A summary of how to do basic concentration calculations and rearrangement of the solution concentration formula

• We will look at moles in (b)(ii)
• The simplest measure of concentration is mass of solute per unit volume of solvent e.g.
  • concentration = mass of solute / volume of solvent
  • Take 5.0 g of salt dissolved in 500 cm³ of water.
  • The concentration can be expressed in several ways.
    • concentration = 5.0/500 = 0.01 g/cm³
    • 1 dm³ = 1000 cm³, so 500 cm³ = 500/1000 = 0.50 dm³
    • concentration = 5.0/0.50 = 10.0 g/dm³
    • For interconversion: g/cm³ x 1000 = g/dm³  AND  g/dm³/1000 = g/dm³
    • -
  • Sometimes the general formula c = m/v is used
    • c = concentration, m = mass, v = volume
    • rearrangements: m = c x v  and  v = m/c
    • -
• Example questions (not using moles)
  • Q1 What is the concentration in g/dm³ if 6.0 g of salt is dissolved in 150 cm³ of water?

* * * * * * * * *

**EXERCISES TO COMPLETE**:
[a] Decide whether each statement agrees with the concentration summary, answering yes or no and quoting the words from the summary that settle it: (i) One cubic decimeter equals 1000 cubic centimeters. (ii) The summary gives v = m/c as a rearrangement of the general formula. (iii) The example questions are worked using moles.
[b] In the concentration summary, what do the letters c, m and v stand for in the general formula?
[c] Resume the concentration summary after its last line.

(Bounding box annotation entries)
* * * * * * * * *

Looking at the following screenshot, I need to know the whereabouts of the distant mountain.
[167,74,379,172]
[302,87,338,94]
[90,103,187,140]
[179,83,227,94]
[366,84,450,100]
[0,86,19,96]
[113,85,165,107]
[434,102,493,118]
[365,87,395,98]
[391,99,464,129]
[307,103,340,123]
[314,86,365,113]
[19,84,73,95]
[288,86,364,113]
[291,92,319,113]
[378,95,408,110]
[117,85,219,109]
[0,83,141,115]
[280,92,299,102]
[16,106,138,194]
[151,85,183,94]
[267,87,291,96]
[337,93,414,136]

* * * * * * * * *

**THE REPLIES**:
[a]
(i) Yes: "1 dm³ = 1000 cm³"
(ii) Yes: "rearrangements: m = c x v  and  v = m/c"
(iii) No: "Example questions (not using moles)"

[b] c is concentration, m is mass, and v is volume.

[c]
    • 150 / 1000 = 0.15 dm³
    • concentration =  mass / volume = 6.0 / 0.15 = 40.0 g/dm³
    • -
  • Q2 Given a salt solution of concentration 16 g/dm³, what mass of salt is in 40 cm³ of the solution?
    • 1 dm³ = 1000 cm³
    • c = m / v = 16 / 1000 = 0.16 g/cm³  (note this a way of converting g/dm³ to g/cm³)
    • Therefore mass of salt: m = c x v = 0.16 x 40 = 6.4 g of salt
    • -
  • Q3 Given 5.0 g of a salt, what volume of water in cm³, should it be dissolved in to give a solution of concentration of 12.5 g/dm³?
    • c = m / v, rearranging gives v = m / c
    • v = 5.0 / 12.5 = 0.40 dm³
    • volume of water needed = 1000 x 0.40 = 400 cm³
    • -
• Its also good to be able to do dilution' calculations in section 14.3 dilution of solutions

TOP OF PAGE and sub-index

(b)(ii) Concentration in terms of moles of solute per unit volume of solution

A summary of how to do basic molarity calculations and rearrangement of the molarity formula

• For most analytical and calculation purposes the concentration of an aqueous solution is usually expressed in terms of moles of dissolved substance per cubic decimetre of solution (reminder mole formula triangle on the right). 1 cubic decimetre (dm³) = 1 litre (l) in old money!
  • concentration = molarity = moles of solute / volume of solvent in dm³  (litres)
  • Make sure you know how to calculate moles, see the triangle on the right!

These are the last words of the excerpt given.